WORK INSTRUCTION:
Repeat all of the data precisely.

Dataset entries:
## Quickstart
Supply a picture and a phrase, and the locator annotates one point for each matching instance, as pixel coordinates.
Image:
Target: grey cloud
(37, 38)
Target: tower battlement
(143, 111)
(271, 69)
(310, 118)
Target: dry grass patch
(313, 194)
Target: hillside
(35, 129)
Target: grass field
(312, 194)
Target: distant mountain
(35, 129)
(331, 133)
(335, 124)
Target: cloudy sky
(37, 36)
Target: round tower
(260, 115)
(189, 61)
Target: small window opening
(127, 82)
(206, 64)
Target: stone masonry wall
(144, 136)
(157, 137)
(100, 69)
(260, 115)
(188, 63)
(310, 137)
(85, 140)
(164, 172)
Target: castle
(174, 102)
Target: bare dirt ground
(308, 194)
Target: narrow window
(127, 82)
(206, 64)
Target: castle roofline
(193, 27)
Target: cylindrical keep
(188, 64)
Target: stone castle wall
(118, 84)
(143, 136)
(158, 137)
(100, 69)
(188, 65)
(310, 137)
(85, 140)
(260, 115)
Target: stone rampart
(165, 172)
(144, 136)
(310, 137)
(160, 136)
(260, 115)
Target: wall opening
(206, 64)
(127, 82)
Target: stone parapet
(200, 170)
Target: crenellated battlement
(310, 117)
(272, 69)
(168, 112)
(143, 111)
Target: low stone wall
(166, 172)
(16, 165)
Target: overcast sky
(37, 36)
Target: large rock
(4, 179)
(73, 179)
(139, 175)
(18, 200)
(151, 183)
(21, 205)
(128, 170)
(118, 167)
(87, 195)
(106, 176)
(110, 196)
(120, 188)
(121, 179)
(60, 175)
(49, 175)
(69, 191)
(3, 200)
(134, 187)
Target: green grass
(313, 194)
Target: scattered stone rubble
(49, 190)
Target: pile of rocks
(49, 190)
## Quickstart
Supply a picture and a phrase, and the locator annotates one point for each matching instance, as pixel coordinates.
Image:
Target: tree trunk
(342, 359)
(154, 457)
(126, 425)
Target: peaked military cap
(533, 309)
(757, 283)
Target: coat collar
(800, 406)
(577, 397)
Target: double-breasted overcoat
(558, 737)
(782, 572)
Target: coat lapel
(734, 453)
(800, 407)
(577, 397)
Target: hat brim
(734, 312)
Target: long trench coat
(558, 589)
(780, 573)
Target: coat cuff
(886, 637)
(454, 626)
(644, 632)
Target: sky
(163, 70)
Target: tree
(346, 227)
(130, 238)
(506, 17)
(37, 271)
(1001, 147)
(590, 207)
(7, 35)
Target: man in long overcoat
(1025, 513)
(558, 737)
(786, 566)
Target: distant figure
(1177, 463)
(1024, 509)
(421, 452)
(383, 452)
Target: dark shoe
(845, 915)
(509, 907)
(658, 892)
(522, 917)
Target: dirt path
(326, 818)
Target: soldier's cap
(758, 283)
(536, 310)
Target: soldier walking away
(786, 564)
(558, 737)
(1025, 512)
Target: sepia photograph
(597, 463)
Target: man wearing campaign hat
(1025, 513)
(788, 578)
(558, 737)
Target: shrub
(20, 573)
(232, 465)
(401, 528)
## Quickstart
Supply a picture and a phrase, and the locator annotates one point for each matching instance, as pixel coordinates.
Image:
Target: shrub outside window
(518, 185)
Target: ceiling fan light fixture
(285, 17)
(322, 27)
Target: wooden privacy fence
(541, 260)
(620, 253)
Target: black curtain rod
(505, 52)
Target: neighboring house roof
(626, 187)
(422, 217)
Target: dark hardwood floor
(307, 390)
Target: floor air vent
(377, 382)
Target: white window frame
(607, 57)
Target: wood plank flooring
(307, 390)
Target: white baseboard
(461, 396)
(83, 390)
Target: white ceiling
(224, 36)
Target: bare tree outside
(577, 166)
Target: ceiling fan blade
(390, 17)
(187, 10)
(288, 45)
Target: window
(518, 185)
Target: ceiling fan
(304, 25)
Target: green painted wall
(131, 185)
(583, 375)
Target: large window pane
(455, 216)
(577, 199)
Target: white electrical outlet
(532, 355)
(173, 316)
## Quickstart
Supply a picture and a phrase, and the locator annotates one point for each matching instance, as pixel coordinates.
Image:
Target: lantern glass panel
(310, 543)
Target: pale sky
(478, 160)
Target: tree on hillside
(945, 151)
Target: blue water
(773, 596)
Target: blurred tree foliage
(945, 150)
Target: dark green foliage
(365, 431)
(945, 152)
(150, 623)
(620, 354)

EXERCISE OUTPUT:
## Quickstart
Supply a picture and a phrase, and the locator annotates one point for each matching instance, as pixel coordinates.
Image:
Target: grey cloud
(37, 38)
Target: tower battlement
(143, 111)
(271, 69)
(310, 118)
Target: dry grass patch
(313, 194)
Target: hillside
(35, 129)
Target: grass field
(312, 194)
Target: distant mountain
(35, 129)
(331, 133)
(335, 124)
Target: cloudy sky
(37, 36)
Target: round tower
(260, 115)
(189, 61)
Target: small window opening
(127, 82)
(206, 64)
Target: stone masonry wall
(144, 136)
(157, 137)
(100, 69)
(260, 115)
(188, 63)
(310, 137)
(85, 140)
(164, 172)
Target: castle
(174, 102)
Target: bare dirt ground
(308, 194)
Target: narrow window
(127, 82)
(206, 64)
Target: castle roofline
(193, 27)
Target: cylindrical keep
(188, 64)
Target: stone castle wall
(118, 84)
(143, 136)
(158, 137)
(100, 69)
(188, 65)
(310, 137)
(85, 140)
(260, 115)
Target: stone rampart
(165, 172)
(144, 136)
(310, 137)
(160, 136)
(260, 115)
Target: wall opening
(206, 64)
(127, 82)
Target: stone parapet
(200, 170)
Target: crenellated battlement
(310, 117)
(272, 69)
(168, 112)
(143, 111)
Target: low stone wall
(166, 172)
(16, 165)
Target: overcast sky
(37, 36)
Target: large rock
(4, 179)
(73, 179)
(139, 175)
(18, 200)
(151, 183)
(21, 205)
(128, 170)
(118, 167)
(87, 195)
(106, 176)
(110, 196)
(120, 188)
(121, 179)
(60, 175)
(49, 175)
(69, 191)
(3, 200)
(134, 187)
Target: green grass
(313, 194)
Target: scattered stone rubble
(49, 190)
Target: pile of rocks
(49, 190)
## Quickstart
Supply a picture and a phrase, and the locator annotates one point for each matching instance, as pixel coordinates.
Image:
Target: tree trunk
(342, 359)
(154, 457)
(126, 425)
Target: peaked military cap
(533, 309)
(757, 283)
Target: coat collar
(800, 406)
(577, 397)
Target: double-breasted overcoat
(558, 737)
(782, 572)
Target: coat lapel
(734, 453)
(800, 407)
(577, 397)
Target: hat brim
(734, 312)
Target: long trench coat
(558, 589)
(780, 573)
Target: coat cuff
(886, 637)
(454, 626)
(644, 632)
Target: sky
(163, 70)
Target: tree
(346, 227)
(130, 238)
(506, 17)
(37, 271)
(1001, 147)
(590, 207)
(7, 35)
Target: man in long overcoat
(1025, 513)
(558, 737)
(786, 566)
Target: distant figure
(1177, 463)
(1024, 509)
(421, 452)
(383, 452)
Target: dark shoe
(845, 915)
(509, 907)
(658, 892)
(522, 917)
Target: dirt path
(326, 818)
Target: soldier's cap
(758, 283)
(536, 310)
Target: soldier walking away
(786, 564)
(558, 737)
(1025, 512)
Target: sepia photograph
(597, 463)
Target: man wearing campaign hat
(1025, 513)
(788, 578)
(558, 737)
Target: shrub
(20, 573)
(232, 465)
(401, 528)
## Quickstart
Supply a picture and a phrase, and the locator annotates one point for each matching instance, as pixel coordinates.
Image:
Target: shrub outside window
(518, 185)
Target: ceiling fan light fixture
(285, 17)
(322, 27)
Target: wooden privacy fence
(541, 260)
(620, 253)
Target: black curtain rod
(505, 52)
Target: neighboring house roof
(626, 187)
(422, 217)
Target: dark hardwood floor
(307, 390)
Target: floor air vent
(377, 382)
Target: white window frame
(607, 57)
Target: wood plank flooring
(307, 390)
Target: white baseboard
(461, 396)
(83, 390)
Target: white ceiling
(224, 36)
Target: bare tree outside
(577, 166)
Target: ceiling fan blade
(390, 17)
(187, 10)
(288, 45)
Target: window
(518, 185)
Target: ceiling fan
(304, 25)
Target: green painted wall
(131, 185)
(583, 375)
Target: large window pane
(455, 216)
(577, 199)
Target: white electrical outlet
(532, 355)
(173, 316)
## Quickstart
Supply a picture and a phrase, and the locator annotates one point for each matching instance, as pixel coordinates.
Image:
Target: lantern glass panel
(310, 543)
Target: pale sky
(478, 160)
Target: tree on hillside
(945, 151)
Target: blue water
(773, 596)
Target: blurred tree foliage
(945, 150)
Target: dark green foliage
(365, 431)
(945, 152)
(150, 623)
(620, 354)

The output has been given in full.